--- Objective A ---
Express the records from the line with "side mirror occupies." up to and including the line with "[549,177,614,215]" as a two-column CSV with the header columns "query" and "target". Give one row per record, with its text and its answer each in a single quoted field and line breaks replaced by spaces.

── Passage ──

The Progressive

NewsWire

A project of Common Dreams

For Immediate Release
Contact:

Will Matthews, (212) 549-2582 or 2666; media@aclu.org 

ACLU Asks Federal Judge To Immediately Block Enforcement Of South Carolina Jail Policy Banning Books And Newspapers

Policy Results In Unconstitutional Censorship

CHARLESTON, SC

The American Civil Liberties Union today asked a federal judge to immediately block enforcement of a policy at a South Carolina jail that effectively bans many books, magazines and newspapers from being sent to prisoners.

In a motion seeking an order enjoining the ban, the ACLU charges that officials at the Berkeley County Detention Center in Moncks Corner, S.C. are unconstitutionally refusing to allow prisoners to receive any materials that contain staples or pictures of any level of nudity, including beachwear or underwear.

"This is nothing more than an excuse by jail officials to ban books and magazines for no good reason," said David Shapiro, staff attorney with the ACLU National Prison Project. "There is no justification for denying detainees access to periodicals and in the process cutting them off from the outside world."

After the ACLU filed a lawsuit last year challenging an unconstitutional policy at the jail barring all books, magazines and newspapers - except for the Bible - from being sent to prisoners, jail officials responded by claiming they only banned materials containing staples and any degree of nudity. But as the ACLU points out in its motion, jail officials were selling detainees legal pads with staples in them at the jail commissary even as they were claiming to ban publications with staples as a supposed security risk.

───

--- Objective B ---
Rewrite the passage of the jail book ban release from "Policy Results In" up to and including "beachwear or underwear.", putting "inmates" in place of "prisoners".

── Input records ──

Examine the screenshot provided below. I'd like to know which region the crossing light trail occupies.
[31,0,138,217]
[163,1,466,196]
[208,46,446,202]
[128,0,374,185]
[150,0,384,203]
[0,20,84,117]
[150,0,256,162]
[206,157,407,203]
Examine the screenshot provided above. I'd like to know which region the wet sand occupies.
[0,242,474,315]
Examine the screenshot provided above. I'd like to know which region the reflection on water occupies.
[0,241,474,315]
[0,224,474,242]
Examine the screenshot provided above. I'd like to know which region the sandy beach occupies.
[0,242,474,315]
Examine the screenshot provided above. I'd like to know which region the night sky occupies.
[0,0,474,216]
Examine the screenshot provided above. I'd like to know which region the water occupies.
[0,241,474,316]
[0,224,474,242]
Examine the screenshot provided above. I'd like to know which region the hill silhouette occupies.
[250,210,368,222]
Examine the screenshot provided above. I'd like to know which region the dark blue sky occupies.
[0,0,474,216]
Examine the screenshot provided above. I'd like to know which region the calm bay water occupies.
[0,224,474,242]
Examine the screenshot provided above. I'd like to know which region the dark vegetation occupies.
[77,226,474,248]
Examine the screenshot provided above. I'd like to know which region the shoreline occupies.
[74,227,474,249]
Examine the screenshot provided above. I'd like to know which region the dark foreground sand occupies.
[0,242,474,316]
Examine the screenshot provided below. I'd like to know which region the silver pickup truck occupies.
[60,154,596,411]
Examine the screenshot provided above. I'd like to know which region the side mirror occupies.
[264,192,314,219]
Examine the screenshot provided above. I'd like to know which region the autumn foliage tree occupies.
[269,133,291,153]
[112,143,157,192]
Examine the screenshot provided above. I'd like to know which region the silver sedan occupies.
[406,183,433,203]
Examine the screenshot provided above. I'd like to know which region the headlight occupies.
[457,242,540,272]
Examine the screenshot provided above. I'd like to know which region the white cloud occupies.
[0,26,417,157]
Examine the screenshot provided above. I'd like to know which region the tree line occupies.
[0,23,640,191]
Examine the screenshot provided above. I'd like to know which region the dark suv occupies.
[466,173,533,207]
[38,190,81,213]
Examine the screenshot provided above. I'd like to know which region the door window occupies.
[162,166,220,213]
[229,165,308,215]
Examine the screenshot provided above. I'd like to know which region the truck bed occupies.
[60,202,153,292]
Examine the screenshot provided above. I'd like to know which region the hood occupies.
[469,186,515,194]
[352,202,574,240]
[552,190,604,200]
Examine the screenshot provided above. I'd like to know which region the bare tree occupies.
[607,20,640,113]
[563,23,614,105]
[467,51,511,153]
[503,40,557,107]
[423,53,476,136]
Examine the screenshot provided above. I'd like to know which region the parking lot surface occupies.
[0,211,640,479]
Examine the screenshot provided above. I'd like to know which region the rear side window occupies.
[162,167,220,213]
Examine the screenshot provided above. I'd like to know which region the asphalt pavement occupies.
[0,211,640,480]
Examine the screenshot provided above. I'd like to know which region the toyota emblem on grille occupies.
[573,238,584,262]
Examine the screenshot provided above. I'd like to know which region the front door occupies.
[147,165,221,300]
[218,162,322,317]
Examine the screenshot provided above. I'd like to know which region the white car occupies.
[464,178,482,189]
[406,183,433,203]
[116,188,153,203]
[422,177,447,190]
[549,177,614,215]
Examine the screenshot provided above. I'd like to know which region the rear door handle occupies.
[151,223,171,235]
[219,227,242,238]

───

--- Written reply A ---
query,target
"Examine the screenshot provided above. I'd like to know which region the side mirror occupies.","[264,192,314,219]"
"Examine the screenshot provided above. I'd like to know which region the autumn foliage tree occupies.","[269,133,291,153] [112,143,157,192]"
"Examine the screenshot provided above. I'd like to know which region the silver sedan occupies.","[406,183,433,203]"
"Examine the screenshot provided above. I'd like to know which region the headlight occupies.","[457,242,540,272]"
"Examine the screenshot provided above. I'd like to know which region the white cloud occupies.","[0,26,417,157]"
"Examine the screenshot provided above. I'd like to know which region the tree line occupies.","[0,23,640,191]"
"Examine the screenshot provided above. I'd like to know which region the dark suv occupies.","[466,173,533,207] [38,190,81,213]"
"Examine the screenshot provided above. I'd like to know which region the door window occupies.","[162,166,220,213] [229,165,308,215]"
"Examine the screenshot provided above. I'd like to know which region the truck bed occupies.","[60,202,153,292]"
"Examine the screenshot provided above. I'd like to know which region the hood occupies.","[469,186,515,194] [352,202,574,240] [552,190,604,200]"
"Examine the screenshot provided above. I'd like to know which region the bare tree occupies.","[607,20,640,113] [563,23,614,105] [467,51,511,153] [503,40,557,107] [423,53,476,136]"
"Examine the screenshot provided above. I'd like to know which region the parking lot surface occupies.","[0,211,640,479]"
"Examine the screenshot provided above. I'd like to know which region the rear side window occupies.","[162,167,220,213]"
"Examine the screenshot provided above. I'd like to know which region the asphalt pavement occupies.","[0,211,640,480]"
"Examine the screenshot provided above. I'd like to know which region the toyota emblem on grille occupies.","[573,238,584,262]"
"Examine the screenshot provided above. I'd like to know which region the front door occupies.","[147,165,221,300] [218,162,322,317]"
"Examine the screenshot provided above. I'd like to know which region the white car occupies.","[464,178,482,189] [406,183,433,203] [116,188,153,203] [422,177,447,190] [549,177,614,215]"

--- Written reply B ---
Policy Results In Unconstitutional Censorship

CHARLESTON, SC

The American Civil Liberties Union today asked a federal judge to immediately block enforcement of a policy at a South Carolina jail that effectively bans many books, magazines and newspapers from being sent to inmates.

In a motion seeking an order enjoining the ban, the ACLU charges that officials at the Berkeley County Detention Center in Moncks Corner, S.C. are unconstitutionally refusing to allow inmates to receive any materials that contain staples or pictures of any level of nudity, including beachwear or underwear.